**TEXTO DEL DOCUMENTO**

-------

En días recientes, Moisés Naím escribió un artículo de opinión titulado “Brexit y Trump: cuando los hechos no importan”. El tema de fondo que plantea es la actual condición “bipolar” de la sociedad mundial. El autor del artículo sostiene que en los actuales tiempos, y en medio de un mundo que tiende cada vez más a la desconfianza, para no decir que al escepticismo tout court, sorprende que “la confianza de la gente en ciertos líderes se manifiesta a pesar de su comprobada propensión a tergiversar la realidad, adulterar estadísticas, hacer promesas a todas luces incumplibles, lanzar acusaciones infundadas o, simplemente, mentir”. Creer en los que mienten se ha hecho habitual. Los hechos no importan, tampoco los datos: lo uno y lo otro han quedado “para los expertos”. Es el “mundo post factual”. Curiosamente, en el momento de mayor desarrollo de la tecnología, de la “revolución de la información”, de los “Big data”, las pasiones y las intuiciones, como la brujería en otros tiempos, están haciendo vibrar a millones de personas.
Así, pues, entre la razón sustentada en los “hechos”, exclusivos para “expertos”, y el desbordamiento de la sin razón, plagado de ciega fe y de febriles apasionamientos. Entre el entendimiento abstracto y la sensibilidad, diría Hegel. El espejo de Pierre Menard, esa suerte de plagio invertido, es apenas un mosaico más –un fractal– en medio de una inmensa galería, constituida por proyecciones de espejismos infinitos, similares a la Matrix. De nuevo enfrentados en dramático duelo, de un lado, Don Quijote y, del otro, el Caballero de los Espejos; de nuevo, la dialéctica de ficción y realidad. Estos son los términos de la oposición. Y en ella no caben ni el cura, ni el barbero ni Sancho, sub specie aeternitatis de la que Rodríguez Zapatero viene a formar parte, en nuestra particular trama bipolar: apenas un reflejo del imponente reflejo del ‘universo y sus mundos’, para decirlo con Bruno.

-------

**DESCRIPCIÓN DE LA TAREA**
Retoma el texto sobre el mundo post factual y continúalo a partir de su última oración. Las líneas no son necesarias.

-------

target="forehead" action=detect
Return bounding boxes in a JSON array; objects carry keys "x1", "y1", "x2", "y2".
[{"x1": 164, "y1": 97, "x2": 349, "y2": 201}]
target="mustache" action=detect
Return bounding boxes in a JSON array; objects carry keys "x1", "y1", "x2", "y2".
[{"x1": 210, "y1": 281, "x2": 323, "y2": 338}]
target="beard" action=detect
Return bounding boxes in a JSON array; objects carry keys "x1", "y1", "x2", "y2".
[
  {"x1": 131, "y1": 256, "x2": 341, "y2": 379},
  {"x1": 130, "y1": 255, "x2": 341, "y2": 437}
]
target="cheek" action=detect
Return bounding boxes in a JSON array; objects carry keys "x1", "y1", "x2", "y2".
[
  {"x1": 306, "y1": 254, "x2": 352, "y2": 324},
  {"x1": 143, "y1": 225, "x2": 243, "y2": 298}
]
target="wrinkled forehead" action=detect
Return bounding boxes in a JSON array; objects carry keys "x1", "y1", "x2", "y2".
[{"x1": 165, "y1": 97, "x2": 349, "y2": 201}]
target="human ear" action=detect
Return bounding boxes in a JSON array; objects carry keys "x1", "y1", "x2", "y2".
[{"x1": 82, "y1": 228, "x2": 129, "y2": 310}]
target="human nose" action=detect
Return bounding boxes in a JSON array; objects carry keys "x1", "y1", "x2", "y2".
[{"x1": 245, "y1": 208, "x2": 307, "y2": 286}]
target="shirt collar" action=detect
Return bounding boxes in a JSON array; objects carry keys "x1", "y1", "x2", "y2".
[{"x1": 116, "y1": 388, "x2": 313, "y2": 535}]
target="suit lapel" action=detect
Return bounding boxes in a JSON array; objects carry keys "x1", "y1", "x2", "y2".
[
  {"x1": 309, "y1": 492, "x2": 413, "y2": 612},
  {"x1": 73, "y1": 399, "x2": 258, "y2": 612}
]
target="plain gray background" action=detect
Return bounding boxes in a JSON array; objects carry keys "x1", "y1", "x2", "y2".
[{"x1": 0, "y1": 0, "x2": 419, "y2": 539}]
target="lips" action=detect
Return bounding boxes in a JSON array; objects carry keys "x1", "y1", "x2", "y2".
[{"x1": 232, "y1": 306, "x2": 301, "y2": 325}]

-------

**RESPUESTA**
Separar –escindir– es la fuerza motora, la labor obsesiva del entendimiento abstracto, su pathos autista. No es que, para sorpresa del mundo, la “sin-razón” haya ido ganando terreno espontáneamente, por obra y gracia de las “fuerzas oscuras”, inspiradas por el abominable y repugnante espectro de Lord Voldemort quien, a su vez, viene promoviendo el amenazante giro hacia el fascismo de los últimos tiempos. Tampoco la causa está en Darth Vader, ni en el Imperio que re-contra-ataca. Más bien, conviene pensar, por una vez, en la posibilidad de que el origen de semejante post-factualidad sea, precisamente, la propia factualidad, convertida en ideología. La modificación de los hechos depende de la modificación de sus modelos de interpretación. Verum et factum convertuntur, dice Vico. El no reconocimiento, la no compenetración de lo uno y de lo otro, el querer presentar al entendimiento abstracto como la “Razón Pura”, o la ‘racionalidad fáctica’, carente de vida y fuerza, ha producido los tumores del presente, tumores que se expresan cual “reliquias de la muerte” –piense el lector en “el fin de la historia” o en “la muerte de las ideologías”–, y que han ido despertando los cadáveres que hoy conforman la llamada post-factualidad. La vida del espíritu, como la llama Hegel, no es la vida que se asusta ante la muerte, sino la que sabe afrontarla y mantenerse en ella: “El espíritu sólo conquista su verdad cuando es capaz de encontrarse a sí mismo en el absoluto desgarramiento”.
Cuando se subestima al adversario, con ello se está admitiendo, dialécticamente, que éste ha devenido superior y que mantiene a su opuesto subyugado. Hoy casi nadie recuerda los vítores y la palabrería de El Caballero de los Espejos, ufanándose del hidalgo.